Development of Titanium-45 for PET imaging of PSMA+ prostate cancer

Objectives: Positron Emission Tomography (PET) has become an important, non-invasive tool for diagnosis and characterization of disease. In order to synthesize effective probes for different molecular targets with varying pharmacokinetics, novel PET radionuclides with varying characteristics, such as chemistry and half-life are needed. The resulting radiopharmaceuticals can be used for imaging of various cellular targets and biological processes. Titanium-45 is a radiometal with excellent chemical and nuclear characteristics (positron branching ratio = 85%, β+_avg= 0.439 MeV, and t_1/2 = 3.08 h) for small-molecule based, targeted imaging agents. Herein, optimization of isotope production, separation, chelation and proof-of-concept synthesis and evaluation of ⁴⁵Ti-based PET probes targeting the prostate specific membrane antigen (PSMA) are presented.

Methods: Titanium-45 was produced on the University of Alabama at Birmingham (UAB) TR24 cyclotron via proton bombardment of natural scandium foils. Irradiation parameters were at 10 μA current for 30 minutes with 18 MeV protons which were attenuated with a degrader to an incident energy of 13 MeV. We developed a novel separation method, based on ion chromatography in order to separate the ⁴⁵Ti from the target material. The irradiated scandium foil was dissolved in 6M HCl, diluted to 2M final concentration and added to a column packed with 175 mg of hydroxamate resin. Following this, the target material was separated using 10 mL of 2M HCl and 10 mL MQ H₂O. ⁴⁵Ti was eluted with 3 mL of 1M citric acid. Novel PSMA targeting molecules (DFO-DUPA and DFO-KFF-DUPA) were radiolabeled with ⁴⁵Ti and further investigated. In vitro studies using PSMA+ cell lines, PC3 PIP and 22Rv1, and PSMA- cell lines, PC3 FLU and AR42J were conducted to determine in vitro specificity and integrity of the ⁴⁵Ti-labeled probes. Preliminary imaging studies with free ⁴⁵Ti in healthy mice were carried out to determine baseline uptake of the radiotracer. Images were obtained on the UAB small animal PET/CT (GNEXT Sofie Biosciences).

Recorded information:
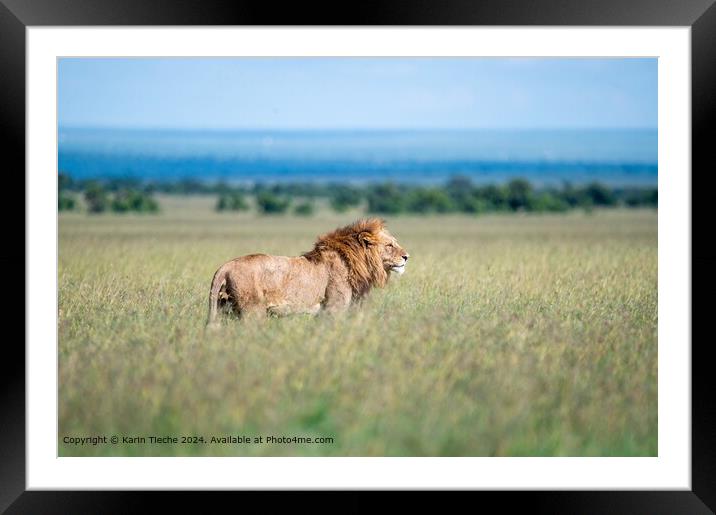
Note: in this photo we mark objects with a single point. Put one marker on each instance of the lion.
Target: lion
(341, 268)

Check your understanding:
1: Summarize the titanium-45 abstract in two sentences.
2: Supply the text that follows the last sentence of the titanium-45 abstract.
The listing plays no part in this exercise.

Outputs by task:
1: The titanium-45 abstract presents the optimization of producing, separating and chelating titanium-45, a radiometal with excellent chemical and nuclear characteristics, together with proof-of-concept synthesis and evaluation of PET probes targeting PSMA. The isotope was made by proton bombardment of natural scandium foils on a cyclotron and separated with a novel hydroxamate-resin method, after which two PSMA-targeting molecules were radiolabeled and studied in PSMA+ and PSMA- cell lines, while free titanium-45 was imaged in healthy mice.

2:
Results: Titanium-45 (2329 ± 111 MBq, n=12) was produced in yields suitable for preclinical studies. Our separation method resulted in a 78 ± 8% recovery yield. Radiochemical yields of up to 100% using 17 nmol of DFO-DUPA were achieved, illustrating DFO is a starting place for the development of chelators for ⁴⁵Ti. In vitro studies demonstrated statistically significant, elevated uptake in PSMA+ cell lines when compared to non-expressing cell lines.

Conclusions: Our results demonstrate that ⁴⁵Ti is a promising radioisotope that merits further development. In vivo studies are ongoing and preliminary results illustrate that ⁴⁵Ti-labeled PSMA targeting molecules can be developed and warrant further exploration as imaging agents for prostate cancer. Acknowledgments: We would like to acknowledge all contributors to this work including the University of Alabama at Birmingham, and the UAB cyclotron facility. This work was supported in part by the 2019 ERF SNMMI Predoctoral Molecular Imaging Scholar Program.